Saviez-vous que les gangsters italiens ont joué au cours des années 1920 à 1930, un rôle très important dans l’épanouissement et la diffusion du Jazz ?
Avec l’ouverture de nombreux night-clubs à New York, Chicago ou Kansas City, ils ont en effet permis aux musiciens noirs, longtemps réduits à l’état de vagabonds, de travailler dans des conditions artistiques et financières décentes, leur offrant ainsi la possibilité d’épanouir leur talent de jazzmen. La pègre italienne, épaulée par le talent des artistes noirs, va alors jouer un rôle majeur dans l’explosion des activités de loisirs nocturnes à New York à partir des années 1910. À Harlem, par exemple, on trouve des établissements aussi prestigieux que le Connie’s Inn ou le Cotton club, dont les magnifiques revues sont animées par les orchestres de Duke Ellington et Cab Calloway.

-------

▶ Consigne
Recopiez intégralement, mot pour mot, l'extrait ci-dessus sur le rôle des gangsters italiens dans l'essor du jazz. Vous n'aurez pas besoin des lignes qui suivent.

Entrées de données extraites
-------

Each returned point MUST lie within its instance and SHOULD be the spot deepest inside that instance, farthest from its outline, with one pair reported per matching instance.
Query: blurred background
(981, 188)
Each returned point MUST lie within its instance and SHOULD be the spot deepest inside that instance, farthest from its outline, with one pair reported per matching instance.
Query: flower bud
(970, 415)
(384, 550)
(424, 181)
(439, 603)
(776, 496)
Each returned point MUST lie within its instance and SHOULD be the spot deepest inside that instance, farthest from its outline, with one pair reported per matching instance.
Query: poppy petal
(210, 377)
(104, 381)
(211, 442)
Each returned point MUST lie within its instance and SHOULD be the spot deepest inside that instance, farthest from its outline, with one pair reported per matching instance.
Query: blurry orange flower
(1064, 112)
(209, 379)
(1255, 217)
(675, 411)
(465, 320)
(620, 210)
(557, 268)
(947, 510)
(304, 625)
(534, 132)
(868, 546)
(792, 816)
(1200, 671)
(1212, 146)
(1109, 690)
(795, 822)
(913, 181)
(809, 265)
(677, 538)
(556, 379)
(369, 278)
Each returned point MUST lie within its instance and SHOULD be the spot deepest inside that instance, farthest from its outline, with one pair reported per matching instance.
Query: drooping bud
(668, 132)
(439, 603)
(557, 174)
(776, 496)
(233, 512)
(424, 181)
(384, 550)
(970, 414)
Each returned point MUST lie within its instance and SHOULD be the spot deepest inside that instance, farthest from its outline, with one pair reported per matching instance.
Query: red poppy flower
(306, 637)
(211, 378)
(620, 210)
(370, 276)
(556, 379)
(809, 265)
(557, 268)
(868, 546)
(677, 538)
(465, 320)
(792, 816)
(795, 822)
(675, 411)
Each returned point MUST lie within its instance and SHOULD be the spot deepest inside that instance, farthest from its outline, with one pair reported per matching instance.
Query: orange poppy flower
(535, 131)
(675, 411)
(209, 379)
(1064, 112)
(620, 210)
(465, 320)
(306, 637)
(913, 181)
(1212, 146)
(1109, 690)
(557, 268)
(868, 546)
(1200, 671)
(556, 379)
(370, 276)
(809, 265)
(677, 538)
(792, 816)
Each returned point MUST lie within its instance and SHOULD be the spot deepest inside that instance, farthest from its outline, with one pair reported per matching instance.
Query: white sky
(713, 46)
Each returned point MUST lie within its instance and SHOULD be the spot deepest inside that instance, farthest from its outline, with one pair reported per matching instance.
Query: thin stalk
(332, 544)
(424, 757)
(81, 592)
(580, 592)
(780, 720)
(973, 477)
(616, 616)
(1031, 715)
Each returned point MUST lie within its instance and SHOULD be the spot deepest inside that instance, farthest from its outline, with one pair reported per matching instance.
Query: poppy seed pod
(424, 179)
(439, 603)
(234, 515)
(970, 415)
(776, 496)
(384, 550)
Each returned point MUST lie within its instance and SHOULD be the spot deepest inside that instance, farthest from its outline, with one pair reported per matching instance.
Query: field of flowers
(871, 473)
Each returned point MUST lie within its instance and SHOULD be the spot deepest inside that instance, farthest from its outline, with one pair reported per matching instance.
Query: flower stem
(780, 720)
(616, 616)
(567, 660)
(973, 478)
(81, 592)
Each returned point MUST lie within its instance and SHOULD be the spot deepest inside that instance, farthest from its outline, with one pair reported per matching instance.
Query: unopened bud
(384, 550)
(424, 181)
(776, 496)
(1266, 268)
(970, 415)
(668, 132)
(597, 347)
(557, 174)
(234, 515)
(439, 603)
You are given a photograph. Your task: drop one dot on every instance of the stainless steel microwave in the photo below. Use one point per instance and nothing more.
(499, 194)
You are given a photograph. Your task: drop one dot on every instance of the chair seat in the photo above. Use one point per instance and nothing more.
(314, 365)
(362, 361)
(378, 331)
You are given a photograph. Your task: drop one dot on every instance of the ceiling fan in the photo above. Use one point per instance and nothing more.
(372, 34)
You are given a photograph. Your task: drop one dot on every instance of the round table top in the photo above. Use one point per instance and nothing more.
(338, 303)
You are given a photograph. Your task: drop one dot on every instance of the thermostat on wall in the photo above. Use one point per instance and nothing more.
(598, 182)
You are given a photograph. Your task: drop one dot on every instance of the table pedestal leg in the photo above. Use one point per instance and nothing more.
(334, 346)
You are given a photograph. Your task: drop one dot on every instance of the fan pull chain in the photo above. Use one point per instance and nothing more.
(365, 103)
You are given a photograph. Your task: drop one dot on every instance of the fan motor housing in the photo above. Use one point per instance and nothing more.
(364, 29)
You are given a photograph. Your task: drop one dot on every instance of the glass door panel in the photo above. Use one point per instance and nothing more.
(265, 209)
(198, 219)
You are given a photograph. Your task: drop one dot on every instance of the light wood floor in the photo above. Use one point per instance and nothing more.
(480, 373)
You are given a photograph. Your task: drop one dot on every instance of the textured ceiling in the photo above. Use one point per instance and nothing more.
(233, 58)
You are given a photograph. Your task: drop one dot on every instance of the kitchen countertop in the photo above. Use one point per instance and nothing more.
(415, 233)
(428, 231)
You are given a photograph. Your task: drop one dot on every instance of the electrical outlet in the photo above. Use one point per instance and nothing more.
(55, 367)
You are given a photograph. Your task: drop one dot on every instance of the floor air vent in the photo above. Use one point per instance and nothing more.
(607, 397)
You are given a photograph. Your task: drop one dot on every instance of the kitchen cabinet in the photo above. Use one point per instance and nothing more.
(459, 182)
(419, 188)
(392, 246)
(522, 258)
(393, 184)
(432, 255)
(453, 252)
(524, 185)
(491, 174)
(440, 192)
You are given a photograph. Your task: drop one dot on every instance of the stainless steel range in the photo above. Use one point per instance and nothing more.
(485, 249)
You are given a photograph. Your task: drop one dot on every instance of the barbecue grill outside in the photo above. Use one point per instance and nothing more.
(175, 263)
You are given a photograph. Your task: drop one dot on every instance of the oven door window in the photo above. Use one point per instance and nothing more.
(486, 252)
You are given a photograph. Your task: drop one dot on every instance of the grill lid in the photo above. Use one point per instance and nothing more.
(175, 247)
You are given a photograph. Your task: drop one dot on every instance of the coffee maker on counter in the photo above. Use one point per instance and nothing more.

-------

▶ Réponse
Saviez-vous que les gangsters italiens ont joué au cours des années 1920 à 1930, un rôle très important dans l’épanouissement et la diffusion du Jazz ?
Avec l’ouverture de nombreux night-clubs à New York, Chicago ou Kansas City, ils ont en effet permis aux musiciens noirs, longtemps réduits à l’état de vagabonds, de travailler dans des conditions artistiques et financières décentes, leur offrant ainsi la possibilité d’épanouir leur talent de jazzmen. La pègre italienne, épaulée par le talent des artistes noirs, va alors jouer un rôle majeur dans l’explosion des activités de loisirs nocturnes à New York à partir des années 1910. À Harlem, par exemple, on trouve des établissements aussi prestigieux que le Connie’s Inn ou le Cotton club, dont les magnifiques revues sont animées par les orchestres de Duke Ellington et Cab Calloway.